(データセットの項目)
»»
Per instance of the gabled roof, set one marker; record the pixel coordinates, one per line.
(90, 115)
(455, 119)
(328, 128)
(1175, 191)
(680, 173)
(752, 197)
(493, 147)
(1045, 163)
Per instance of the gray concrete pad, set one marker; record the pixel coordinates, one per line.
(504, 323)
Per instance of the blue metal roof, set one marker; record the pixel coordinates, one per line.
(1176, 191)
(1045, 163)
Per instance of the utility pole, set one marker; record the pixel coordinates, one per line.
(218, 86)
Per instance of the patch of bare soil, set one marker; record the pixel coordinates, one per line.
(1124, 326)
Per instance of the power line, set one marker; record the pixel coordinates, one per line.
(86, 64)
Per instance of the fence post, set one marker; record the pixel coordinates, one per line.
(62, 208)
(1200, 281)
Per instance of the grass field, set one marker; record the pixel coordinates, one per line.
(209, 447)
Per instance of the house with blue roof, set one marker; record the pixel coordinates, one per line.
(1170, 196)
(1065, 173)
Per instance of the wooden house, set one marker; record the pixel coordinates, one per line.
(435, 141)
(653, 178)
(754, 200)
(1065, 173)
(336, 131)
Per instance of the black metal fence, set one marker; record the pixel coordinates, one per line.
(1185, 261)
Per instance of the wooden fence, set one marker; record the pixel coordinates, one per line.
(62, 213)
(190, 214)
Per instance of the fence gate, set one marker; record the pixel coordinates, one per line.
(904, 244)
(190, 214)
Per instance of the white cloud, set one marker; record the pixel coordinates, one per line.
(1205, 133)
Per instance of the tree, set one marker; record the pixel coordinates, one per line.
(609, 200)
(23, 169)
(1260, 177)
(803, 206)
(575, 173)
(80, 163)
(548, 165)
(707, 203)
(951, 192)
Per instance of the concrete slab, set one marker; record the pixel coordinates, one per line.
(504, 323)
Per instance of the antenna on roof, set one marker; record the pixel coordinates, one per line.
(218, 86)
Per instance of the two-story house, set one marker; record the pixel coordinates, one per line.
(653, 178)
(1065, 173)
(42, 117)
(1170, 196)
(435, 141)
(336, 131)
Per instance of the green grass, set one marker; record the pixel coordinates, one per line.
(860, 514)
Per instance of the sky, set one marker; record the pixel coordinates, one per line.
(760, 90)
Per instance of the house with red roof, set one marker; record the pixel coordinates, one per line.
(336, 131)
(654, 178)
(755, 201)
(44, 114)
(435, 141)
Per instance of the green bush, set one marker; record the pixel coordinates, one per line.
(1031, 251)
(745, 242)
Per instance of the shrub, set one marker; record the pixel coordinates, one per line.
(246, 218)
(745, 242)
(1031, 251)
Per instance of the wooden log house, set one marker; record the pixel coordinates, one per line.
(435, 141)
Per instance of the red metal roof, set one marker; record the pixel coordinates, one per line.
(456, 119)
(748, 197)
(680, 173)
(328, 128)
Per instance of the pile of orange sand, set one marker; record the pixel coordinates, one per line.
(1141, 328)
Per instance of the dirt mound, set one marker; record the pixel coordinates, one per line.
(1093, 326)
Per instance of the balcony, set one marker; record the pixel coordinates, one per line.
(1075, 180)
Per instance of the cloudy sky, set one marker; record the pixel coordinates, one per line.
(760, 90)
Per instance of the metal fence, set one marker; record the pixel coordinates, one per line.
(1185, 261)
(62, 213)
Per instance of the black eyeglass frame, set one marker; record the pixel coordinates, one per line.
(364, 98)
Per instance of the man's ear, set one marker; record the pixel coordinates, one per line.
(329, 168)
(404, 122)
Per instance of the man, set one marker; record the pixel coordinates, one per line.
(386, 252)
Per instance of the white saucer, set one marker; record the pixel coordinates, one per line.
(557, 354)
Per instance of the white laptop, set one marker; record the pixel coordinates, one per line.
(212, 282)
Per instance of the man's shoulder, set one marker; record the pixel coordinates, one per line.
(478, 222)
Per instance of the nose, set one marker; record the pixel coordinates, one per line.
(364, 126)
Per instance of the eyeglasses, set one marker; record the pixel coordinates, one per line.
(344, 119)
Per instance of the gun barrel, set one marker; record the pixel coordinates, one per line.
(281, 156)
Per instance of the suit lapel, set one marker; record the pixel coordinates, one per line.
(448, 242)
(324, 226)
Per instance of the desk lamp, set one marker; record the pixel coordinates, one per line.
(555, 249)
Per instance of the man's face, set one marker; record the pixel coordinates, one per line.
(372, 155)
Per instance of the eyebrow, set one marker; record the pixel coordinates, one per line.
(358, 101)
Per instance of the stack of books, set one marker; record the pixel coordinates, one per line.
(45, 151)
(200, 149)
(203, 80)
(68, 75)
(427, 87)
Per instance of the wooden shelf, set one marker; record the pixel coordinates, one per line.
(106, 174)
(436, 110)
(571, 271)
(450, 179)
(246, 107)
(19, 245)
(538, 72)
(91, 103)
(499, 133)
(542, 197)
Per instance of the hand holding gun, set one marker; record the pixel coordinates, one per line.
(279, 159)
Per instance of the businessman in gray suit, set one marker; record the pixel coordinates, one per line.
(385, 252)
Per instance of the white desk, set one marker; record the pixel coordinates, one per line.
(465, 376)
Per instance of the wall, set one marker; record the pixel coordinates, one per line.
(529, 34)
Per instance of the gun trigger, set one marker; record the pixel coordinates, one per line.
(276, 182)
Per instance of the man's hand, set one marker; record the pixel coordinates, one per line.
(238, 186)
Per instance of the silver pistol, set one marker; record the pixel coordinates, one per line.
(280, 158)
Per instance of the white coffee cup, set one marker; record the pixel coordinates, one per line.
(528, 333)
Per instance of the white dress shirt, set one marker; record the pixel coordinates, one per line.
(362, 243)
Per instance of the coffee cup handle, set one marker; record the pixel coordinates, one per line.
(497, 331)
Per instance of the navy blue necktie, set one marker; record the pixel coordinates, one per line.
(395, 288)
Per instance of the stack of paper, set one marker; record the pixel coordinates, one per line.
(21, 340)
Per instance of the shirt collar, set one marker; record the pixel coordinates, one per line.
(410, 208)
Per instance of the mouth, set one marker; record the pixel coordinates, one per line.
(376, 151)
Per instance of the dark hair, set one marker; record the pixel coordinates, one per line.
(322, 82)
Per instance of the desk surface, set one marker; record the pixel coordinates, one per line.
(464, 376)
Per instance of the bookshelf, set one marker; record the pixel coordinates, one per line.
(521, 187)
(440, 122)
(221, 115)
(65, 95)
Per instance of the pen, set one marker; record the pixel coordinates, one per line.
««
● 作業指示
上の資料を最初の行から最後の行まで、一字も変えずにそのまま引用してください。

● 演習の解答
Per instance of the gabled roof, set one marker; record the pixel coordinates, one per line.
(90, 115)
(455, 119)
(328, 128)
(1175, 191)
(680, 173)
(752, 197)
(493, 147)
(1045, 163)
Per instance of the gray concrete pad, set one marker; record the pixel coordinates, one per line.
(504, 323)
Per instance of the blue metal roof, set one marker; record the pixel coordinates, one per line.
(1176, 191)
(1045, 163)
Per instance of the utility pole, set one marker; record the pixel coordinates, one per line.
(218, 86)
Per instance of the patch of bare soil, set one marker; record the pixel coordinates, one per line.
(1124, 326)
Per instance of the power line, set one marker; record the pixel coordinates, one per line.
(86, 64)
Per instance of the fence post, set one marker; record the pixel coordinates, one per line.
(62, 208)
(1200, 281)
Per instance of the grass field, set one marker; record the pixel coordinates, one per line.
(209, 447)
Per instance of the house with blue roof, set one marker; record the pixel coordinates, one per line.
(1170, 196)
(1065, 173)
Per instance of the wooden house, set one marker; record the pixel coordinates, one per line.
(435, 141)
(653, 178)
(754, 200)
(1065, 173)
(336, 131)
Per instance of the black metal fence, set one marker; record the pixel coordinates, one per line.
(1185, 261)
Per instance of the wooden fence, set one marker; record the pixel coordinates, one per line.
(62, 213)
(190, 214)
Per instance of the fence gate, set one marker; record the pixel coordinates, one per line.
(904, 244)
(190, 214)
Per instance of the white cloud, set one marker; record the pixel coordinates, one per line.
(1205, 133)
Per instance of the tree, set one marker; record the pixel coordinates, one per line.
(609, 200)
(23, 169)
(1260, 177)
(803, 206)
(575, 173)
(80, 163)
(548, 165)
(707, 203)
(951, 192)
Per instance of the concrete slab, set one marker; record the pixel coordinates, one per line.
(504, 323)
Per instance of the antenna on roof, set one marker; record the pixel coordinates, one per line.
(218, 86)
Per instance of the two-story house, set one marker; record the pixel coordinates, one per line.
(653, 178)
(1065, 173)
(42, 117)
(1170, 196)
(435, 141)
(336, 131)
Per instance of the green grass, set one marker; record the pixel coordinates, one per line.
(860, 514)
Per instance of the sky, set one marker; record the pixel coordinates, one per line.
(760, 90)
Per instance of the house with red roof, set one marker; record the pixel coordinates, one per line.
(336, 131)
(654, 178)
(755, 201)
(44, 114)
(435, 141)
Per instance of the green bush, set one marker; record the pixel coordinates, one per line.
(1031, 251)
(745, 242)
Per instance of the shrub, set one marker; record the pixel coordinates, one per line.
(246, 218)
(745, 242)
(1031, 251)
Per instance of the wooden log house, set one marker; record the pixel coordinates, one per line.
(435, 141)
Per instance of the red metal roof, set one marker; record the pixel coordinates, one per line.
(456, 119)
(748, 197)
(680, 173)
(328, 128)
Per instance of the pile of orange sand, set one marker; record the pixel coordinates, one per line.
(1141, 328)
Per instance of the dirt mound, set one marker; record the pixel coordinates, one per line.
(1093, 326)
Per instance of the balcony, set one marker; record the pixel coordinates, one per line.
(1075, 180)
Per instance of the cloudy sky, set one marker; record the pixel coordinates, one per line.
(760, 90)
Per instance of the metal fence, set one marker; record the pixel coordinates, one per line.
(1185, 261)
(62, 213)
Per instance of the black eyeglass frame, set one marker; record the pixel coordinates, one per line.
(364, 98)
Per instance of the man's ear, set one marker; record the pixel coordinates, one per line.
(329, 168)
(404, 122)
Per instance of the man, set one marker; record the pixel coordinates, one per line.
(386, 252)
Per instance of the white saucer, set one marker; record the pixel coordinates, one per line.
(557, 354)
Per instance of the white laptop, set one marker; record the pixel coordinates, one per line.
(212, 282)
Per instance of the man's shoulder, set one marker; record the pixel coordinates, one per line.
(478, 222)
Per instance of the nose, set one marker; record the pixel coordinates, one per line.
(364, 126)
Per instance of the eyeglasses, set one marker; record the pixel coordinates, one per line.
(344, 119)
Per instance of the gun barrel, set one marker; record the pixel coordinates, one per line.
(281, 156)
Per instance of the suit lapel, set one marker; record the pixel coordinates, one per line.
(448, 242)
(324, 226)
Per instance of the desk lamp, set one marker; record the pixel coordinates, one per line.
(555, 249)
Per instance of the man's face, set one marker; record the pixel coordinates, one per line.
(372, 155)
Per instance of the eyebrow, set one marker; record the pixel coordinates, one per line.
(358, 101)
Per instance of the stack of books, set one marker; record the pixel coordinates, one per line.
(45, 151)
(200, 149)
(203, 80)
(68, 75)
(427, 87)
Per instance of the wooden shelf, set one marker; record the pixel coordinates, one per line.
(106, 174)
(436, 110)
(571, 271)
(450, 179)
(246, 107)
(19, 245)
(538, 72)
(91, 103)
(499, 133)
(542, 197)
Per instance of the hand holding gun, set one marker; record the pixel coordinates, one per line.
(279, 159)
Per instance of the businessman in gray suit, set one marker; record the pixel coordinates, one per line.
(385, 252)
Per instance of the white desk, set one marker; record the pixel coordinates, one per line.
(465, 376)
Per instance of the wall, set one marker; record the pixel coordinates, one per line.
(529, 34)
Per instance of the gun trigger, set one marker; record the pixel coordinates, one per line.
(276, 182)
Per instance of the man's hand, set one marker; record the pixel coordinates, one per line.
(238, 186)
Per instance of the silver pistol, set one marker; record the pixel coordinates, one per line.
(280, 158)
Per instance of the white coffee cup, set one marker; record the pixel coordinates, one per line.
(528, 333)
Per instance of the white dress shirt, set one marker; record the pixel coordinates, one per line.
(362, 243)
Per instance of the coffee cup handle, set one marker; record the pixel coordinates, one per line.
(497, 331)
Per instance of the navy blue necktie, set one marker; record the pixel coordinates, one per line.
(395, 288)
Per instance of the stack of paper, set one marker; record the pixel coordinates, one per line.
(21, 340)
Per instance of the shirt collar, set one marker; record the pixel coordinates, one per line.
(410, 208)
Per instance of the mouth, set one marker; record the pixel coordinates, one per line.
(376, 151)
Per instance of the dark hair, set one marker; record the pixel coordinates, one per line.
(322, 82)
Per instance of the desk surface, set one marker; record the pixel coordinates, one per line.
(464, 376)
Per instance of the bookshelf, set one marker; record the pixel coordinates, one per line.
(521, 187)
(440, 122)
(221, 115)
(65, 95)
Per instance of the pen, set one marker; record the pixel coordinates, one per line.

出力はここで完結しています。